Entries from a point annotation set:

○ ○ ○ ○ ○ ○ ○

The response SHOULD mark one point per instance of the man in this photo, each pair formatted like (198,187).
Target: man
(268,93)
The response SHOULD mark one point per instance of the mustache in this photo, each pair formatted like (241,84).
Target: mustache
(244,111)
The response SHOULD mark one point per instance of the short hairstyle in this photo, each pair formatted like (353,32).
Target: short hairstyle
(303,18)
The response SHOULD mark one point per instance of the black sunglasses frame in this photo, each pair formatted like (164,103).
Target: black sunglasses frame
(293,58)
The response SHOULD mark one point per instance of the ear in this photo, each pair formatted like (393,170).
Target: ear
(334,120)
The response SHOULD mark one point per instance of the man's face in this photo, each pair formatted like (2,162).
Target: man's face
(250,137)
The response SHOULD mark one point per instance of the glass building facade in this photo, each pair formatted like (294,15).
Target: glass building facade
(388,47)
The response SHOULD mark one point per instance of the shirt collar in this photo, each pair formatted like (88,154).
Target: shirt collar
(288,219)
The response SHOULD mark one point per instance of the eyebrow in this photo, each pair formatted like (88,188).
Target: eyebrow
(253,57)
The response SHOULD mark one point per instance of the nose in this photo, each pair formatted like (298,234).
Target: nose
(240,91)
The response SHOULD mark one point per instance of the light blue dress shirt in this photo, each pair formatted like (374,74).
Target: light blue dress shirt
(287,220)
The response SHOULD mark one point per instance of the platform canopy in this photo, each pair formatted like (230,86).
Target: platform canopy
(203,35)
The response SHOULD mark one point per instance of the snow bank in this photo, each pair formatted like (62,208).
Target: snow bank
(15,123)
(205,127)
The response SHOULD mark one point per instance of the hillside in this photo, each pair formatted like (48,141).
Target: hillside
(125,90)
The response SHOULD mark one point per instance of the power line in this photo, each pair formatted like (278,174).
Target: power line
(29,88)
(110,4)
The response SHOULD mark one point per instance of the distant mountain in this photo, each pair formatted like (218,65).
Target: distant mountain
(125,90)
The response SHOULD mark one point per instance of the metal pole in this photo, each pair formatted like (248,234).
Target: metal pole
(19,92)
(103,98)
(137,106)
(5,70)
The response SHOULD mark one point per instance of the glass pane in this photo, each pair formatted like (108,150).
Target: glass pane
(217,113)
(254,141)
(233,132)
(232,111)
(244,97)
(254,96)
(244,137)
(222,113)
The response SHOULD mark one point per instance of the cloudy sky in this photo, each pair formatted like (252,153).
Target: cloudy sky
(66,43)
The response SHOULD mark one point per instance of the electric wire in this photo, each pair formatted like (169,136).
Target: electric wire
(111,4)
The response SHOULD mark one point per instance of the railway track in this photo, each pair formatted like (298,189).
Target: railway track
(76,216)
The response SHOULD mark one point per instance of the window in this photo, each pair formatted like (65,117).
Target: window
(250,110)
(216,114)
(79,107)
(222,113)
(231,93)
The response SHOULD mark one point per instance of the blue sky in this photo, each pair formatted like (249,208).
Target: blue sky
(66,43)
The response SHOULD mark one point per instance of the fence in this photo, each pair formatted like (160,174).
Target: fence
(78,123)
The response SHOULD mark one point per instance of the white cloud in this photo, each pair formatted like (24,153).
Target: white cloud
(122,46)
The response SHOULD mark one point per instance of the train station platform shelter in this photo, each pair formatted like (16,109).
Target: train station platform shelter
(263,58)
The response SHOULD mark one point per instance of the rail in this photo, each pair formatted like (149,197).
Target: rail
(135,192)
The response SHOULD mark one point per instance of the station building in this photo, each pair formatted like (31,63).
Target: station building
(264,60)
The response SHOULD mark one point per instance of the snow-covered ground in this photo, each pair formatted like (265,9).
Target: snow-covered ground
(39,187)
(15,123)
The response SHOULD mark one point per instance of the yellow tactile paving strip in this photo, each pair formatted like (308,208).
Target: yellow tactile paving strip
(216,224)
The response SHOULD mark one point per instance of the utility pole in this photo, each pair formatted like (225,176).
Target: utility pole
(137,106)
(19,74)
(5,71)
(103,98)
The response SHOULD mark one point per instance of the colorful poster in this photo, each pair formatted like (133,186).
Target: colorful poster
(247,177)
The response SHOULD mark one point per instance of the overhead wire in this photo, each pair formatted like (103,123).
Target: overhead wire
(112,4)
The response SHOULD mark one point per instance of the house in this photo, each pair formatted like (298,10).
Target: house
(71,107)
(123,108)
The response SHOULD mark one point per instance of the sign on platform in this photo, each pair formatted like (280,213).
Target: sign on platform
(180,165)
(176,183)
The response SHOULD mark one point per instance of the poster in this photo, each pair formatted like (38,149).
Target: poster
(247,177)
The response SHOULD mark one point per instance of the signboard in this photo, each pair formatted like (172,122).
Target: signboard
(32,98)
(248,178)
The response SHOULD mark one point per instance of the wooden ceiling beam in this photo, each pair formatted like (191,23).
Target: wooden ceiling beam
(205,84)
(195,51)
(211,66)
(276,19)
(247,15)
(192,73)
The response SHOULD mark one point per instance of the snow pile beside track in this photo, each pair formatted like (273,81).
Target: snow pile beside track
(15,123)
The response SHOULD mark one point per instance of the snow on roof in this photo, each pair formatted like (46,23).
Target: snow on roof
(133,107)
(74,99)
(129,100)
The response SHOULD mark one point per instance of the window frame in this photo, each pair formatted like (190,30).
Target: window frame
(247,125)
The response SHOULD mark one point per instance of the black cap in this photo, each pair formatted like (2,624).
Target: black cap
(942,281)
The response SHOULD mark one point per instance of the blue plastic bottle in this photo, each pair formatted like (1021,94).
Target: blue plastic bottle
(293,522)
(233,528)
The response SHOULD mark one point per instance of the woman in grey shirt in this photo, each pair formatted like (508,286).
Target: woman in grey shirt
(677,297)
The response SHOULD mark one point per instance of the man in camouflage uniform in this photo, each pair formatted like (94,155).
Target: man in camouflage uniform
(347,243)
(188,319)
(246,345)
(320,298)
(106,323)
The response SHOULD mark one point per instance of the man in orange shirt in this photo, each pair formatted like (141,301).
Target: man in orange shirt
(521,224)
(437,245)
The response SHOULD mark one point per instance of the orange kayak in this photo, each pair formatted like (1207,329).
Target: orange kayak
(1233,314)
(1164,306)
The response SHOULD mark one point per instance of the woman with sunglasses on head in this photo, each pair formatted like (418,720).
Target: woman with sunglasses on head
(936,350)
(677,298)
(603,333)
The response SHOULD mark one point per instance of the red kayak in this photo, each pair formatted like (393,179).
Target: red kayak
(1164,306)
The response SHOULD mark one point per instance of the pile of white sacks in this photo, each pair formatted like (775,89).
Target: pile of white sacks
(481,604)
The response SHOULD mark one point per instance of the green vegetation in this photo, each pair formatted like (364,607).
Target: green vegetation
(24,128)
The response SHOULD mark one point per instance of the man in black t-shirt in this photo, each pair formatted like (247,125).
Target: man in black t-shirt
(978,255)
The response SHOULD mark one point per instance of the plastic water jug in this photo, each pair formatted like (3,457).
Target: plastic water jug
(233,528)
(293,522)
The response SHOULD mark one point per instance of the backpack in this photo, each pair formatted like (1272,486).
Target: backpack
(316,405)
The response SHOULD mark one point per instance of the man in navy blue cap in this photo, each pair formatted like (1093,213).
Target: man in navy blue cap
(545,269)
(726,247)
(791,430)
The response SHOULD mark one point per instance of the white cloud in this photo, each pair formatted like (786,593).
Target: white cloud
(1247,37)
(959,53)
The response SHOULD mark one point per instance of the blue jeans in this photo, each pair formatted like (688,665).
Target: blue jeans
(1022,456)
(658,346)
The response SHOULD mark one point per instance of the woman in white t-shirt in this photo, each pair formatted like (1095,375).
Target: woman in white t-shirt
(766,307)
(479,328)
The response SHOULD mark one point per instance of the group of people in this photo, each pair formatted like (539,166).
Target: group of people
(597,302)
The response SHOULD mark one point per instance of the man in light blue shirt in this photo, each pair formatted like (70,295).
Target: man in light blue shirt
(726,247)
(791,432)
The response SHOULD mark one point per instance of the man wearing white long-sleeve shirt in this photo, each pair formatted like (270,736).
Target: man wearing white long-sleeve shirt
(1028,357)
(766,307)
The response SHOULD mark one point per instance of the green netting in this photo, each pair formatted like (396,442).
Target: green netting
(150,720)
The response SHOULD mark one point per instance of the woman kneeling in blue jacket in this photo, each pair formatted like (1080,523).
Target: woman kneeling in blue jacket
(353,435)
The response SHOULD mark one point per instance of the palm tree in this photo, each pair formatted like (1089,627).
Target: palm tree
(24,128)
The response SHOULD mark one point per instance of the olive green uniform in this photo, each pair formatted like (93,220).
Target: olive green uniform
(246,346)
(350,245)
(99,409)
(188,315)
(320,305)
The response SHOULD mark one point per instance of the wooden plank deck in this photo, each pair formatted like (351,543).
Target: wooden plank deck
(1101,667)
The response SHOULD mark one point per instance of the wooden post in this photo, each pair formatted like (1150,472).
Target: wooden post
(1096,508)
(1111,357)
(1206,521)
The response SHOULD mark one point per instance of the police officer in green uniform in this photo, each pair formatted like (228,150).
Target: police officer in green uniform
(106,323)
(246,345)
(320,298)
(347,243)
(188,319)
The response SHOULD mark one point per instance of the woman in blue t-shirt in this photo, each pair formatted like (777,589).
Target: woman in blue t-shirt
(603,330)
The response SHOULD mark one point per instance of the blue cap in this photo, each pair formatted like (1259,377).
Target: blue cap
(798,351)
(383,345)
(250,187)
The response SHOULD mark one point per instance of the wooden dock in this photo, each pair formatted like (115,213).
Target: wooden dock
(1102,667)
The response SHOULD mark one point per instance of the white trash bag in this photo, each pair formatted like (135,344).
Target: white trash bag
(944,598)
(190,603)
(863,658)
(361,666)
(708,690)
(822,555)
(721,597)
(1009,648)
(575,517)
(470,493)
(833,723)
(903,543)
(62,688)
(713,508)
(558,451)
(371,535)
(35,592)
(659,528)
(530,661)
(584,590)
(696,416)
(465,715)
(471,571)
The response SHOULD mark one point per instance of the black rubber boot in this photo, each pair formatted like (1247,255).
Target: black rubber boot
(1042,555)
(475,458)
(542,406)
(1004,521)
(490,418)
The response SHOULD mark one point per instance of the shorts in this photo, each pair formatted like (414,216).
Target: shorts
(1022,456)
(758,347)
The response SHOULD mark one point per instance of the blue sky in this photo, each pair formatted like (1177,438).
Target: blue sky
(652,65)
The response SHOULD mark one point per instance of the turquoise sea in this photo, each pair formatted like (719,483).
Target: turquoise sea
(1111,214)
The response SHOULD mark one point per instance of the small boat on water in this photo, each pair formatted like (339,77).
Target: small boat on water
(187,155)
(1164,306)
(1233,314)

○ ○ ○ ○ ○ ○ ○

Reproduce verbatim every line from the one containing "formatted like (1177,438)." down through the last of the lines above, including both of those lines.

The response SHOULD mark one point per instance of the blue sky in this photo, each pair formatted like (1177,438).
Target: blue sky
(652,65)
The response SHOULD mark one point per instance of the turquoise sea in this photo, each pair formatted like (719,483).
Target: turquoise sea
(1111,214)
The response SHOULD mark one point per instance of the small boat on water in this photo, each pair formatted like (339,77).
Target: small boat on water
(187,155)
(1164,306)
(1233,314)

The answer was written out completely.